++++ Extracted text ++++

Facebook slams brakes on HTC First's international plans following poor Home reception
The HTC First, also known as "the Facebook phone" thanks to its Facebook Home integration, is looking more and more like a flop.
The phone has reportedly been a sales disaster in the United States, and while official sales figures are unknown, Facebook has told its U.K. launch partner EE to hold off on selling the phone in light of negative feedback in the United States.
EE has canceled all pre-orders for the phone, and it doesn't seem like the carrier will be taking orders again anytime soon.
“Following customer feedback, Facebook has decided to focus on adding new customization features to Facebook Home over the coming months,” EE said in a statement to Engadget. “While they are working to make a better Facebook Home experience, they have recommended holding off launching the HTC First in the UK, and so we will shortly be contacting those who registered their interest with us to let them know of this decision.”

++++

• Objectives:
• A. In the HTC First article, what did EE do with the pre-orders for the phone?
• B. Extend the article on the HTC First with a few more sentences that pick up after its last one.

++++ Supplied information ++++

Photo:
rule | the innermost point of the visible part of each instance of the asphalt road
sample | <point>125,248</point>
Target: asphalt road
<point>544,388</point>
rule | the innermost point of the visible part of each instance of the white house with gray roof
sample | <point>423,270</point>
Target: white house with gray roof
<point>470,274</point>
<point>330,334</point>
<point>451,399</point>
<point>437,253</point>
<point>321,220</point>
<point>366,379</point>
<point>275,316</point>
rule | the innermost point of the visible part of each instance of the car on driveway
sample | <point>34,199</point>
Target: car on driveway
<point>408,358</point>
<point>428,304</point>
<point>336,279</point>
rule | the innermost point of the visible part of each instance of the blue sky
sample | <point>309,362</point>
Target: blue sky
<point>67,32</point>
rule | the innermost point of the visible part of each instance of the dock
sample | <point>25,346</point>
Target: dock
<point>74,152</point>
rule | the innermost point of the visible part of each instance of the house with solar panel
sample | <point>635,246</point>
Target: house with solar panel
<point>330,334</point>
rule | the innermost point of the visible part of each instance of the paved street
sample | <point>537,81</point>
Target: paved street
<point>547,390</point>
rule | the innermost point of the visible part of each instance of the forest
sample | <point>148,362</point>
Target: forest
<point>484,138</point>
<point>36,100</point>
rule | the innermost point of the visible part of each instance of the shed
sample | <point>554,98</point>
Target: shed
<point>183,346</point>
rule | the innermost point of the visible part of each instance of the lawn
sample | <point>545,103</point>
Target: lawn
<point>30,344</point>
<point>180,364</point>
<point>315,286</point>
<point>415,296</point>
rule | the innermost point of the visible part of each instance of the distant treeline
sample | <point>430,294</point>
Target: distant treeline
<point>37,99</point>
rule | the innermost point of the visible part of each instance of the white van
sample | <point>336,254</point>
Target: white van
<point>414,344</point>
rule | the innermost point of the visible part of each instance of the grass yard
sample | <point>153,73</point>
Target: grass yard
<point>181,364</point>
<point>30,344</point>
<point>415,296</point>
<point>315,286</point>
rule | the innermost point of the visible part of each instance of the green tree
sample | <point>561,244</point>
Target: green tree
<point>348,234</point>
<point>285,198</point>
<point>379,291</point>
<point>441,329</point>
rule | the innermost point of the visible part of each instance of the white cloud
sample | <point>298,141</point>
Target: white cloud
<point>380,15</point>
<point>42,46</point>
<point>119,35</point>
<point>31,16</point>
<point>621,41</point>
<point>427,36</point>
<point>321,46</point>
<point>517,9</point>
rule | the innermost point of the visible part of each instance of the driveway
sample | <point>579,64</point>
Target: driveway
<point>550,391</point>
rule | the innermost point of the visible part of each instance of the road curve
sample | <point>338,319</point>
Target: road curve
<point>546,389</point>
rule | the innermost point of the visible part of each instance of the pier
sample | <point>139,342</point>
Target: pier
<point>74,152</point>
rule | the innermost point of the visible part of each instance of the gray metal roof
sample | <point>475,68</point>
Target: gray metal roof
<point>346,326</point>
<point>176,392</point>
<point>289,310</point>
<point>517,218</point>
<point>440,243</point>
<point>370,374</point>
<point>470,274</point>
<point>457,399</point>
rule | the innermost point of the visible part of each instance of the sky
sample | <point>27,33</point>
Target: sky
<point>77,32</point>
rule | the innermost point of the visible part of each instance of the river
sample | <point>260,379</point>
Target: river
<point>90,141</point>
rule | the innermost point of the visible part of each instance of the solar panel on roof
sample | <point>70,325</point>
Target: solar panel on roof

++++

• The answers:
• A. EE canceled all of them.

• B.
The HTC First runs Facebook Home, a launcher for Android phones that adds Facebook status updates to the lock screen. It also integrates Facebook messages and text messages into a single system called “Chat Heads,” which can float on top of other running apps. Facebook announced Home and the HTC First at a big press event in April.
But roughly one month after the First's U.S. launch, AT&T slashed the phone's price from $99 to $0.99 on-contact. Although AT&T called the price reduction a “promotion,” rumors suggest that the phone hasn't been selling well. Global Equities Research analyst Trip Chowdhry estimated that AT&T only sold 10,000 HTC First phones in the initial 60 hours, and a recent report by The Verge quotes an inside source who called the phone “a disaster.”
The reception for Facebook Home hasn't been much better. The launcher is available for several existing Android phones, including the HTC One and Samsung Galaxy S4, but user reviews in the Google Play Store are hovering around 2.3 out of 5 stars. Most reviewers have given Home a one-star rating.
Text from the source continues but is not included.